Required work ::
Swap "drop a point" for "place a marker" in the part that opens with the line containing "Exercise. Pick out the hanging" and closes with the line containing "pixel 197 329", and give those lines again with nothing else changed.

Source data ::
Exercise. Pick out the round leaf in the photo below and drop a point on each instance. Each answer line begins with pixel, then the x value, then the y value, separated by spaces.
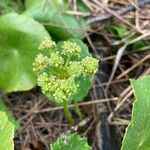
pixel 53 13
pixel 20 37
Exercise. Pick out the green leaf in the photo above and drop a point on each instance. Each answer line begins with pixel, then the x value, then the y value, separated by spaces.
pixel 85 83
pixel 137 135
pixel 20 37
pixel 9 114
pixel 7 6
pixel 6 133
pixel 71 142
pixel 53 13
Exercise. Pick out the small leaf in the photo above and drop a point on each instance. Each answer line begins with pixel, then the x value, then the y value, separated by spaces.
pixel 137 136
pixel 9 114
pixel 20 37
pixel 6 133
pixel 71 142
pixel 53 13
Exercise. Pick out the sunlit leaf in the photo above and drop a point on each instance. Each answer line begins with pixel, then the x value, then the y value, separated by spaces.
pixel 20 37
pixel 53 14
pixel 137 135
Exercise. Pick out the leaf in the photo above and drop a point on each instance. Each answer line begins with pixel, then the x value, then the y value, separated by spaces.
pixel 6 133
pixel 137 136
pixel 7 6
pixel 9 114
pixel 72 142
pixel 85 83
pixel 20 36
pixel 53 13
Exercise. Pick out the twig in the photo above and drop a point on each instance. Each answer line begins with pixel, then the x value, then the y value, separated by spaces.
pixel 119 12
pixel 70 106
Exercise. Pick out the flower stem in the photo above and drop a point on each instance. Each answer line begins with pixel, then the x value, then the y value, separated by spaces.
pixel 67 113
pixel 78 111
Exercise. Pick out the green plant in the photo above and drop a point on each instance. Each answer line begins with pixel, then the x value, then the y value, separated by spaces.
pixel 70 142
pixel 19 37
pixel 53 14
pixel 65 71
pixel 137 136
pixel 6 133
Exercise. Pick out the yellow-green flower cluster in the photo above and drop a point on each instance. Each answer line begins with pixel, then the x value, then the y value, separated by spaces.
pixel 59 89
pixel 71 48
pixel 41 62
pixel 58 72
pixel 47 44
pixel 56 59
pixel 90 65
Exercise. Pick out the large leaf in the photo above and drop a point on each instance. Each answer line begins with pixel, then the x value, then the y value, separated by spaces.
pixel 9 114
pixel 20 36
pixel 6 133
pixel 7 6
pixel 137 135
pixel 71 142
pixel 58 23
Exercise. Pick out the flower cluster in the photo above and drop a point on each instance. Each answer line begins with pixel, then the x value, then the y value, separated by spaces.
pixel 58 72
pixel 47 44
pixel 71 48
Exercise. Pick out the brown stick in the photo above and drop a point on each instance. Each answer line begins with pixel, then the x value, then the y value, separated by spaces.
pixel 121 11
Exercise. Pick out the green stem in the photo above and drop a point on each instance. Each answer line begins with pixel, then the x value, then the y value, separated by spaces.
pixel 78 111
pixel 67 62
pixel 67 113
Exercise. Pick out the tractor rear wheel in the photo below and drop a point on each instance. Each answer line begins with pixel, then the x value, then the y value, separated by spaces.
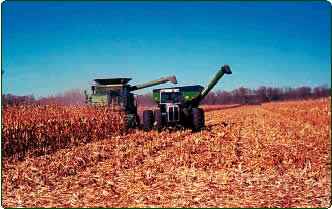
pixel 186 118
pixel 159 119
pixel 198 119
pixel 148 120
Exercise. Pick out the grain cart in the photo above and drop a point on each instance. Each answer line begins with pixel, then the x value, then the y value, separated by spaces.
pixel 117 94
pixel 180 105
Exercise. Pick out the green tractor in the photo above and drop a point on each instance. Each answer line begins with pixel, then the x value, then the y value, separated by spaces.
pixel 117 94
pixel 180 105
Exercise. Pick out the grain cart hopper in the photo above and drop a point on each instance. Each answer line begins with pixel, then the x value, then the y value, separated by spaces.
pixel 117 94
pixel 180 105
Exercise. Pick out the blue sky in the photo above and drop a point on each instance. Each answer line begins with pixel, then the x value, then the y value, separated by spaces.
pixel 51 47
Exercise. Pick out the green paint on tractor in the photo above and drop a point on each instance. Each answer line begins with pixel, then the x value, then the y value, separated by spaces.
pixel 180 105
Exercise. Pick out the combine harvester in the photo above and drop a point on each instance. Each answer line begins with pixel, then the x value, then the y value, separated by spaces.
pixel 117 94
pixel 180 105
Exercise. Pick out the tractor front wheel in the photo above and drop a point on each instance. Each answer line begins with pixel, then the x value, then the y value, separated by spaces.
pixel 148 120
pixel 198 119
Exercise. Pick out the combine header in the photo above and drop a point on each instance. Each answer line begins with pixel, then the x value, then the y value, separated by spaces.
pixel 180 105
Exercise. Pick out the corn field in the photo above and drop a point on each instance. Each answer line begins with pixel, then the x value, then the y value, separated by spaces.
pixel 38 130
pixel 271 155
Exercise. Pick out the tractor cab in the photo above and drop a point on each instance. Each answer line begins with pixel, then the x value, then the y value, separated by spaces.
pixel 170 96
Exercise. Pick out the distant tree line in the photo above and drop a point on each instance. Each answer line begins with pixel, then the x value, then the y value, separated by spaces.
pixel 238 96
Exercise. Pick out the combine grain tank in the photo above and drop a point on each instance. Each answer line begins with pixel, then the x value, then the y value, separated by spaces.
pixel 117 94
* * *
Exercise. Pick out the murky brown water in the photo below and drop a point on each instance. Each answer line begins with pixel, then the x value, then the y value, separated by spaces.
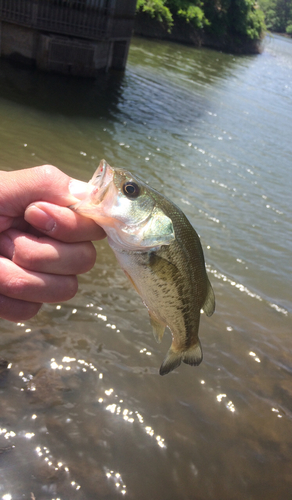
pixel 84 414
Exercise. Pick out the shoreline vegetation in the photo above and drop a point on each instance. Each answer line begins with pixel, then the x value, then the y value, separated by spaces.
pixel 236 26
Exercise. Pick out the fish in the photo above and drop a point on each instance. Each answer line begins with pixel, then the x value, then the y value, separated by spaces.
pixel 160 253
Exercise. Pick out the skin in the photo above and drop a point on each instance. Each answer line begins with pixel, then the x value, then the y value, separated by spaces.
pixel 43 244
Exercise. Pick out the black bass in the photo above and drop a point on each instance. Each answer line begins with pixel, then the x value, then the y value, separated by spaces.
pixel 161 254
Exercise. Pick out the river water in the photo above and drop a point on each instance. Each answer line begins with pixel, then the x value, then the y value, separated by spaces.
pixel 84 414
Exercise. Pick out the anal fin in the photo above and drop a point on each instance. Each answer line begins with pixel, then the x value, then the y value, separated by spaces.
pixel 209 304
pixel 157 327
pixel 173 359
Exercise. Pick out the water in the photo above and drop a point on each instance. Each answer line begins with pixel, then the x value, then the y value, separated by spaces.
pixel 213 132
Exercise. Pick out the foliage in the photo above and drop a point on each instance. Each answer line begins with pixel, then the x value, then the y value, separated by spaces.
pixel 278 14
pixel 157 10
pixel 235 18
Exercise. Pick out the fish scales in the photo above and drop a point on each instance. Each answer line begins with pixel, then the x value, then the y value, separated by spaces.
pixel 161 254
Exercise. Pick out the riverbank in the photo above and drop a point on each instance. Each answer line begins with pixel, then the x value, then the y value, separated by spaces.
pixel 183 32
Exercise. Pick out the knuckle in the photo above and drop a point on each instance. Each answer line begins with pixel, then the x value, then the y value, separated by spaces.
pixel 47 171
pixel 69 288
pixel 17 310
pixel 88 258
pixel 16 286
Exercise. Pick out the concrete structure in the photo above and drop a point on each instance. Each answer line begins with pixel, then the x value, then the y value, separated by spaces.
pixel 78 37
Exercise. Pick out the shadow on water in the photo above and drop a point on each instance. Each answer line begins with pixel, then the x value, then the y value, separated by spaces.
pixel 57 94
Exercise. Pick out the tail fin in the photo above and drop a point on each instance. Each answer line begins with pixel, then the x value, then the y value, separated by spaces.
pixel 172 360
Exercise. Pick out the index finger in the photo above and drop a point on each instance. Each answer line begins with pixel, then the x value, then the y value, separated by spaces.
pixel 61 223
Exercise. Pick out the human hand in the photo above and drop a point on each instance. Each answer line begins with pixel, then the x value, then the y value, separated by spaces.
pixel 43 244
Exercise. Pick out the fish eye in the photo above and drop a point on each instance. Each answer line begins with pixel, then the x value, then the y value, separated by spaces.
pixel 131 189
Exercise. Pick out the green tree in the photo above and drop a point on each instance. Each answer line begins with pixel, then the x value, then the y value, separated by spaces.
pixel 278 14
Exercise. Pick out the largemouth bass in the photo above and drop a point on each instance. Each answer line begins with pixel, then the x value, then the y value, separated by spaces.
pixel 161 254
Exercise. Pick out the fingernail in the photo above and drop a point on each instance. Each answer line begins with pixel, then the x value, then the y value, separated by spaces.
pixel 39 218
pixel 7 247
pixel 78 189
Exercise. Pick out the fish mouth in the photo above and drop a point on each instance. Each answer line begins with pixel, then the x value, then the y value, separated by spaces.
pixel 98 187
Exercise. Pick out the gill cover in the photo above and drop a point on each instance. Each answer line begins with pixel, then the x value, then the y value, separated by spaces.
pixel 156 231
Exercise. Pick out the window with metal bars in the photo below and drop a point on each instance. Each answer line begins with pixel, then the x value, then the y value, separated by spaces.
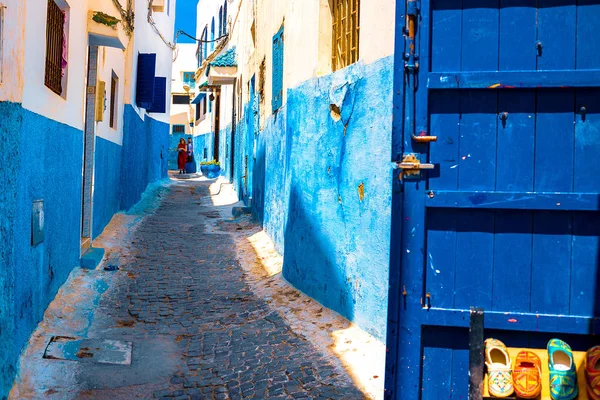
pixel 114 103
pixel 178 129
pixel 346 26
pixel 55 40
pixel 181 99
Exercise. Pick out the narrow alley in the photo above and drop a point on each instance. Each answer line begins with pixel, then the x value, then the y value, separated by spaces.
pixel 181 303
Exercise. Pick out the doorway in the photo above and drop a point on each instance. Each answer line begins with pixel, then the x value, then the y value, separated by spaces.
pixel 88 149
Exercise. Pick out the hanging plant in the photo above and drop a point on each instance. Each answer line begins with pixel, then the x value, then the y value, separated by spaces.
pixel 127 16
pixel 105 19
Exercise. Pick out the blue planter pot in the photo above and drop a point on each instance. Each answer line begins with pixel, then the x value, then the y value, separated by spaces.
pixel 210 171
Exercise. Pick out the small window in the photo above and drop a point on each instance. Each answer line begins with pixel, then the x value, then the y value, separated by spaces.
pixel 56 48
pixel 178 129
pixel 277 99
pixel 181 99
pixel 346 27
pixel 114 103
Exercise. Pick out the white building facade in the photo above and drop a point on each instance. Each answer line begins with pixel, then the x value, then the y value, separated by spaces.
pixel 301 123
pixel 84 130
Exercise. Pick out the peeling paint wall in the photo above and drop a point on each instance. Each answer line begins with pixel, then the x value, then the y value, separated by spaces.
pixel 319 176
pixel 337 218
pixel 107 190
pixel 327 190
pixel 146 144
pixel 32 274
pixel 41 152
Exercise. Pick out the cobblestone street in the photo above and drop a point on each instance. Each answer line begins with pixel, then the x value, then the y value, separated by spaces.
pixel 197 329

Written answer ::
Exercise. Pick out the hanging plant in the photo above and place a marker on each instance. Each answer line begins with pixel, then the x value, then the y value, separated by spaces.
pixel 127 16
pixel 105 19
Exercise. Pick out the blue planter pot in the photo above and place a marker on each instance. Each answer line begins with pixel, then the x value, then the y value, separated by spaces.
pixel 210 171
Exercise. Pick out the small window in the photo above and place a marker on each instance. Each answer line begins with pixel, then the x value, then the y value, separated by spaces.
pixel 56 48
pixel 178 129
pixel 277 99
pixel 181 99
pixel 346 27
pixel 114 103
Exercise. Pick out the white building facade in the photo above and place a marker on each instance. Each answer line begins with pixel, then the x value, then the y value, separated by spaces.
pixel 301 123
pixel 84 130
Exercise. Pick out the peeling paint wall in the photo above and place a marker on each instance. Each answer line begins with pixel, then the x value, then the y value, separated by spaces.
pixel 319 176
pixel 337 218
pixel 107 190
pixel 327 190
pixel 146 144
pixel 32 274
pixel 41 152
Exercise. Pick out the cobblestone street in the photo above and place a marker on each instance. Each answer line begins with pixel, then the x value, then the y value, separated by spaces.
pixel 197 329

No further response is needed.